DESCRIPTION OF THE TASK
Show each line of the data below that contains the word "green", copied in full. Matches must have the same capitalization.

---------- DATASET CONTENT

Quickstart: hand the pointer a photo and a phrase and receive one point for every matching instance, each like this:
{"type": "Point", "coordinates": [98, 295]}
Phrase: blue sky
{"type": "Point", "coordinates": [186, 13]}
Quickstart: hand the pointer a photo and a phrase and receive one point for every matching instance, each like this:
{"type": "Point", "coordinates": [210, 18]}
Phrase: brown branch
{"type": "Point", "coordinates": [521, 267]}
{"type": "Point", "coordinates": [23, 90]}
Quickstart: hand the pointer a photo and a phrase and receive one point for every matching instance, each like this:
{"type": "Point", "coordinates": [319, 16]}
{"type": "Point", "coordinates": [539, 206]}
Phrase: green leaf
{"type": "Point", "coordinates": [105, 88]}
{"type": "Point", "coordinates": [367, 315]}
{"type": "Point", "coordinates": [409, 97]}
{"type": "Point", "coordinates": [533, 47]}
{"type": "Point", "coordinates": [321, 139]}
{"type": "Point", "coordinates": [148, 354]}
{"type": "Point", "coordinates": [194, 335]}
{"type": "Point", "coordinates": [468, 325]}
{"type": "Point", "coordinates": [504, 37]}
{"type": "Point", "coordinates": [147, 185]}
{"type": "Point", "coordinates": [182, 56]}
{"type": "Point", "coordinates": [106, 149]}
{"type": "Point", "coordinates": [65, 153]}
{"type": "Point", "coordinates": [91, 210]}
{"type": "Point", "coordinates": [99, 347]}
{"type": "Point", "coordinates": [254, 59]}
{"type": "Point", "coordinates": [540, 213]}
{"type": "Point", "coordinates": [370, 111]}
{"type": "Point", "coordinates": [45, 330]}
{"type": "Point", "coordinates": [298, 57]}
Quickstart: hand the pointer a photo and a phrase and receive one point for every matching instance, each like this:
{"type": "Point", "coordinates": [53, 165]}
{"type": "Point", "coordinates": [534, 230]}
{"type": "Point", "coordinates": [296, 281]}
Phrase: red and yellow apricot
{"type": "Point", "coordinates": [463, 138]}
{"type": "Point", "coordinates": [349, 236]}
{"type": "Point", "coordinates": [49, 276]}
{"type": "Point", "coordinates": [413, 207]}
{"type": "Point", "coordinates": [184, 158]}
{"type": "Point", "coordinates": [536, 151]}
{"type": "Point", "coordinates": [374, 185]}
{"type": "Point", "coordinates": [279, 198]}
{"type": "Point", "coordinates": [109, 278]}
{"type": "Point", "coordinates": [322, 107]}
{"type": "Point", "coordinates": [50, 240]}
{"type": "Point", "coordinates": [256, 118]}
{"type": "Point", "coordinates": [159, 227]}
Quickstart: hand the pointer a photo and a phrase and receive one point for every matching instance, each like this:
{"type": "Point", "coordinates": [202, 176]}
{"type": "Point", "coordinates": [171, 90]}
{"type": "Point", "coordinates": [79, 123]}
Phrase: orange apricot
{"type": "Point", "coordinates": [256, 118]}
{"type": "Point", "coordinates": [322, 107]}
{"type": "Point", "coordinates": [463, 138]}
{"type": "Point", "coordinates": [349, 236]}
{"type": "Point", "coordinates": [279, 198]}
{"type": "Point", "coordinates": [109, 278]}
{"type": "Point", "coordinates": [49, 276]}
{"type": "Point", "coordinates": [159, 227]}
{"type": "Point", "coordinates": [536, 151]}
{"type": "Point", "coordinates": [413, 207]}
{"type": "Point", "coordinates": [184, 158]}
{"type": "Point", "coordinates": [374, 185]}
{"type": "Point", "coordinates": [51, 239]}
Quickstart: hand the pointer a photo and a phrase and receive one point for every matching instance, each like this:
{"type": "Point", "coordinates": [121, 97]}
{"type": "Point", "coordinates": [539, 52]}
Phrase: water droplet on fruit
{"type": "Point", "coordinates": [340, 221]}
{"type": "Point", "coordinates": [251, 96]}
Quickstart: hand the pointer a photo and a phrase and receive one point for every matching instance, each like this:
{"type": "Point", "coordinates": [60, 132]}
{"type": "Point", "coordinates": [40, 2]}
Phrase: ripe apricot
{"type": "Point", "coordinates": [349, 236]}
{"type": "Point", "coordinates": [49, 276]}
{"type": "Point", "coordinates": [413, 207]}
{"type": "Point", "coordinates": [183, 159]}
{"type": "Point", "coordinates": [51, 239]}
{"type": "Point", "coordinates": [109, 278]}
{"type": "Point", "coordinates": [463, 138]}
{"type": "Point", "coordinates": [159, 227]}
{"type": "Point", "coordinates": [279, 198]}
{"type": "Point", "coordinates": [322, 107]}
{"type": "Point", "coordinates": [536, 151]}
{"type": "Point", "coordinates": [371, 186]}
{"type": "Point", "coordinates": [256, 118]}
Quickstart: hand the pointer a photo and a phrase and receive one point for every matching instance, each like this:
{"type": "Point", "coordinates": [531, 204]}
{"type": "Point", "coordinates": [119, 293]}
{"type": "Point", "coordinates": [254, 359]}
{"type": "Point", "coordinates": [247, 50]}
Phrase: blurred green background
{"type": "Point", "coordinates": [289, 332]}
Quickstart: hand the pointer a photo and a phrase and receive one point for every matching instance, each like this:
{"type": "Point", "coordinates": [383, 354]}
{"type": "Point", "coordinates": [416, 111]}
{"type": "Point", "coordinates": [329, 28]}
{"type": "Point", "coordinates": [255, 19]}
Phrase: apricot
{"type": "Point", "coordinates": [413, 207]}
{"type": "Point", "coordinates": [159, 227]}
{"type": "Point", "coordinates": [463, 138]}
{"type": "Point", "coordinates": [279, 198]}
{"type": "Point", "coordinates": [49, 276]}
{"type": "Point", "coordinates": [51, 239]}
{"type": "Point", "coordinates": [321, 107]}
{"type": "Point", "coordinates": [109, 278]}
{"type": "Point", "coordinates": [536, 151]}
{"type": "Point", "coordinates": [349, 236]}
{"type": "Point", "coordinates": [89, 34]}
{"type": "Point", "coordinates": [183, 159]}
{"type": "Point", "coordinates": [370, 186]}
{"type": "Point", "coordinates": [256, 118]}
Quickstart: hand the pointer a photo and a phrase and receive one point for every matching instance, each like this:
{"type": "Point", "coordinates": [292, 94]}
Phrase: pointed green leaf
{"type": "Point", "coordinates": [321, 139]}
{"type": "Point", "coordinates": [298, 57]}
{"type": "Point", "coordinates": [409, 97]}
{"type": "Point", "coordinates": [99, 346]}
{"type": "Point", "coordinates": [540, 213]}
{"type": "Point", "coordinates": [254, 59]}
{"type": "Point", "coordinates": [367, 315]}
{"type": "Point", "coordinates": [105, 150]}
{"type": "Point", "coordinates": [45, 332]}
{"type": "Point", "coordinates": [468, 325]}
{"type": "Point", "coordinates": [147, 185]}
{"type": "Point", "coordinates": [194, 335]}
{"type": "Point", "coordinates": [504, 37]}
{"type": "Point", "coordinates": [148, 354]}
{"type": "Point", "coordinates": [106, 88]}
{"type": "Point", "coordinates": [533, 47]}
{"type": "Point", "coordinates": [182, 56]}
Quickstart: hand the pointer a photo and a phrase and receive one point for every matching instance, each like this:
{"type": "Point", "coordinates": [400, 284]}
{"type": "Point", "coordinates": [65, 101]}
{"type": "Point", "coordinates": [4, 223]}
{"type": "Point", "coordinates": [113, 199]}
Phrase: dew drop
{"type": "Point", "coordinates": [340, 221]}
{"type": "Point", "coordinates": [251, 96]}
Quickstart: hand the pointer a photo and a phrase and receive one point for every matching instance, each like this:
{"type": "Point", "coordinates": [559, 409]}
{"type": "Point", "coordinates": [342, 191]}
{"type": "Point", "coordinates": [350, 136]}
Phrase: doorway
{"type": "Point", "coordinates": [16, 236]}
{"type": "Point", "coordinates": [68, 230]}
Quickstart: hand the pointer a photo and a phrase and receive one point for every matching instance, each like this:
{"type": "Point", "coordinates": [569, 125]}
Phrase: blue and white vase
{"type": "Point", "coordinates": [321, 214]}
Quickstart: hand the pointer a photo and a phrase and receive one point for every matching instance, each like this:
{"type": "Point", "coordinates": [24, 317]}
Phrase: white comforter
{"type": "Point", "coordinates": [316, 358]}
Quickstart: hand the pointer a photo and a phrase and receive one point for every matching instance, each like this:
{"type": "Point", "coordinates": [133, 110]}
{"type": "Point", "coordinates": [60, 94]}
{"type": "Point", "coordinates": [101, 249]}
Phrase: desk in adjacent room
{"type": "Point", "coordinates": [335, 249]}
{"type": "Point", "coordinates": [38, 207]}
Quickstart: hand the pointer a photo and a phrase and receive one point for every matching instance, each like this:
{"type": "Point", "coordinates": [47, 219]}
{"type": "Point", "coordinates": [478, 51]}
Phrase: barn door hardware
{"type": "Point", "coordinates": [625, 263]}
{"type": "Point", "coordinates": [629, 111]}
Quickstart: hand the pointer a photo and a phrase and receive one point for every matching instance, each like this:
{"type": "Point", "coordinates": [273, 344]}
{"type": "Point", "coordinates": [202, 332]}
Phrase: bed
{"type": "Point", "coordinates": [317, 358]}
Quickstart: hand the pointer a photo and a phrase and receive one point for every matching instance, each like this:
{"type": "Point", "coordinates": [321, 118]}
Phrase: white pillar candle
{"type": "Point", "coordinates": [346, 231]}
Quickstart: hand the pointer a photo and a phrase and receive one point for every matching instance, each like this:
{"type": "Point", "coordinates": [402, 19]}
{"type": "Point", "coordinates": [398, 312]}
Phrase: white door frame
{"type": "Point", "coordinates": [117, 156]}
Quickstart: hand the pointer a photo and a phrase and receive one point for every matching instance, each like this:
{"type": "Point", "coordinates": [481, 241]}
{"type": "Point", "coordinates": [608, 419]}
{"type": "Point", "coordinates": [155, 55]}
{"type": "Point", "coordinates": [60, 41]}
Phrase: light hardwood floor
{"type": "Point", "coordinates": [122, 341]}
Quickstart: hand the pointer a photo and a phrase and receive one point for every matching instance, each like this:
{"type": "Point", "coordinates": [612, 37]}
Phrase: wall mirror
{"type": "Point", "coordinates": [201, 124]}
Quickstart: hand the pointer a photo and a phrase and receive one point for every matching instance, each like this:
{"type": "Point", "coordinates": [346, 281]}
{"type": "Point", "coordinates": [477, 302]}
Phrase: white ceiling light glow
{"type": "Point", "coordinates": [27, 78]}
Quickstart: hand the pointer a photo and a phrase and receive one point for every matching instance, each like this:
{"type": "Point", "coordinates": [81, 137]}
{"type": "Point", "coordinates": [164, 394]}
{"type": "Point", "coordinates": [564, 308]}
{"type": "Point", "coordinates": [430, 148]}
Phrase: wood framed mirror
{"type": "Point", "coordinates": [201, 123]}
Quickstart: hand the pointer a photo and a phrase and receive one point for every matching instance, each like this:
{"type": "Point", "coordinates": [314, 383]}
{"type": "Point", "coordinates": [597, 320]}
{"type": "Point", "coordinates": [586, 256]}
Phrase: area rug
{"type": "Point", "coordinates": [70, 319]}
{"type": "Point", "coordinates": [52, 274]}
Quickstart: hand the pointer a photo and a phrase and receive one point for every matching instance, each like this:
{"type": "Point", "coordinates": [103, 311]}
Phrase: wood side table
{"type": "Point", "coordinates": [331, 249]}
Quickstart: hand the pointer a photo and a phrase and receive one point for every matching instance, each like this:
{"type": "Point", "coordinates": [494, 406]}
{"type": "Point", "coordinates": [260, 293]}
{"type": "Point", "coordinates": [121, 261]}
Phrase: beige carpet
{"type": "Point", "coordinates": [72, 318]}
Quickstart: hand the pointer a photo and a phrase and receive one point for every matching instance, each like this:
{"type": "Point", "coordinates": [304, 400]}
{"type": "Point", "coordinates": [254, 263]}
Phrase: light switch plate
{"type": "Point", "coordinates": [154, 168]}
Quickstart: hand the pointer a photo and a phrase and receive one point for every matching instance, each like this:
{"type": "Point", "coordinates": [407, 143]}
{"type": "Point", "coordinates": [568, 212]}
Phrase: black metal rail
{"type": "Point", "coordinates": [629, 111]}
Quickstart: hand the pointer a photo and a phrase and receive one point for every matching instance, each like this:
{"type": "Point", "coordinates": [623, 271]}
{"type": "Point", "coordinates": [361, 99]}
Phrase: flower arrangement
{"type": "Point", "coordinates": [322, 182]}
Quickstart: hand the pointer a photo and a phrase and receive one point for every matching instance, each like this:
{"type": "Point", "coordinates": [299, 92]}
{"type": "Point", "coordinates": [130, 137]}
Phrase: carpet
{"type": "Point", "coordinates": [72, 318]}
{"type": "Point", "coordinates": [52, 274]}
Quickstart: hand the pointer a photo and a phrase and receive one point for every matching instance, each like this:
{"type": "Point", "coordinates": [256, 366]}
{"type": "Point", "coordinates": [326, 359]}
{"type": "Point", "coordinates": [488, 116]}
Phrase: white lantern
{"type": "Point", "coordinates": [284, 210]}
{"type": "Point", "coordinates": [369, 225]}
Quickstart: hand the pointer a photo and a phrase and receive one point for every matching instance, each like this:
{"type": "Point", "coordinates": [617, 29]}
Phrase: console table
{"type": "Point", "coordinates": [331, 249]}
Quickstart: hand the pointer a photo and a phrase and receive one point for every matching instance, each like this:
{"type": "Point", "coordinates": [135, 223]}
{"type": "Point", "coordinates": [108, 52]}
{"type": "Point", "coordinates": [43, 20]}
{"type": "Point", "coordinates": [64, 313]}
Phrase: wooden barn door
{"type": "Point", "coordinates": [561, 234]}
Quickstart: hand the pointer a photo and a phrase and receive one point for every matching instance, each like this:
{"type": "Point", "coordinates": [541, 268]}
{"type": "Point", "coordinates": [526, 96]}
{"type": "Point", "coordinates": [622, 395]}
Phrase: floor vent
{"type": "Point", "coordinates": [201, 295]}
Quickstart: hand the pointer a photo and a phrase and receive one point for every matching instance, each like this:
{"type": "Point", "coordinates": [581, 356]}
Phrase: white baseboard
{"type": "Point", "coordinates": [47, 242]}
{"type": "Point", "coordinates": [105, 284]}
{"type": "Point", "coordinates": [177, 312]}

--------------------

SOLUTION TO THIS PROBLEM
Phrase: green leaf
Phrase: blurred green background
Phrase: pointed green leaf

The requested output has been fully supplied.